**GOALS**
A. List each fishery named in the rockfish article below along with its catch quota.
B. Reproduce the passage of the rockfish article below from "William P. Jensen, chief" to "to New England.".
C. In the rockfish article below, shorten the paragraph beginning "William P. Jensen, chief of tidewater fisheries" and keep its main facts.

**SOURCE EXTRACT**
Undersize rock reflect recovery


November 17, 1994|By PETER BAKER

If for the past eight weeks you have been angling for rockfish with limited success, worry not because you have not been one among thousands not catching stripers that measure up to the legal minimum of 18 inches.

William P. Jensen, chief of tidewater fisheries for Maryland's Department of Natural Resources, said yesterday that the catch by non-charter-boat recreational fishermen has been off significantly since the season opened Sept. 24. The recreational season closes on Tuesday.

"We have been keeping a close count on all the fisheries -- recreational, charter boat and [commercial] pound netters," said Jensen, who with his staff has been the prime architect in the recovery of striped bass populations from Maryland to New England.

"The recreational catch has not been as strong as in previous years. It stands at about 700,000 pounds, which is well below their quota of about 890,000 pounds."

The charter-boat catch, in which anglers are allowed two keepers per day compared to the private recreational angler's one, stands just under 300,000 pounds. The charter-boat quota is 315,000 pounds.

The pound net fishery also is down slightly, taking about 240,000 pounds of its 250,000-pound quota, Jensen said.

So what has been happening with the rockfish in Maryland waters? Jensen said there are two major parts in a complex answer to that question.

"First we saw early in September, even before the fall fishery began, that the larger fish were moving down the bay, that they were not as abundant farther up as in previous years," Jensen said. "That has been somewhat confirmed by the Virginia fishery, where numbers are up somewhat."

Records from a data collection

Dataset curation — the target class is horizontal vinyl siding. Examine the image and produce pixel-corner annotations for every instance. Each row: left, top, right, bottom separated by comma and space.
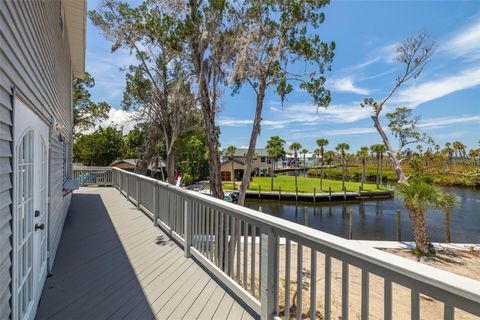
0, 71, 12, 319
0, 0, 72, 320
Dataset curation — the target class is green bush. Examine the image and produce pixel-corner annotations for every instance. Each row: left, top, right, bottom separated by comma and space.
183, 173, 193, 186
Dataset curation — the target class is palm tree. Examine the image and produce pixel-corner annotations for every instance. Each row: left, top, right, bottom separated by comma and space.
265, 136, 286, 191
370, 144, 385, 189
378, 144, 387, 186
468, 149, 480, 166
290, 142, 302, 192
313, 148, 320, 178
453, 141, 467, 171
302, 149, 308, 177
225, 146, 237, 189
357, 147, 368, 190
317, 138, 328, 192
396, 180, 458, 255
443, 142, 455, 170
335, 143, 350, 191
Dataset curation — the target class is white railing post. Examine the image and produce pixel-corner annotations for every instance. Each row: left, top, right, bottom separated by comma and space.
135, 176, 141, 209
153, 183, 160, 227
260, 227, 278, 320
183, 198, 193, 258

**SOLUTIONS FOR EACH TASK**
A.
- Recreational: about 890,000 pounds
- Charter boat: 315,000 pounds
- Pound net: 250,000 pounds

B.
William P. Jensen, chief of tidewater fisheries for Maryland's Department of Natural Resources, said yesterday that the catch by non-charter-boat recreational fishermen has been off significantly since the season opened Sept. 24. The recreational season closes on Tuesday.

"We have been keeping a close count on all the fisheries -- recreational, charter boat and [commercial] pound netters," said Jensen, who with his staff has been the prime architect in the recovery of striped bass populations from Maryland to New England.

C. William P. Jensen, chief of tidewater fisheries for Maryland's Department of Natural Resources, said yesterday that the non-charter-boat recreational catch has dropped significantly since the season opened Sept. 24. The season closes Tuesday.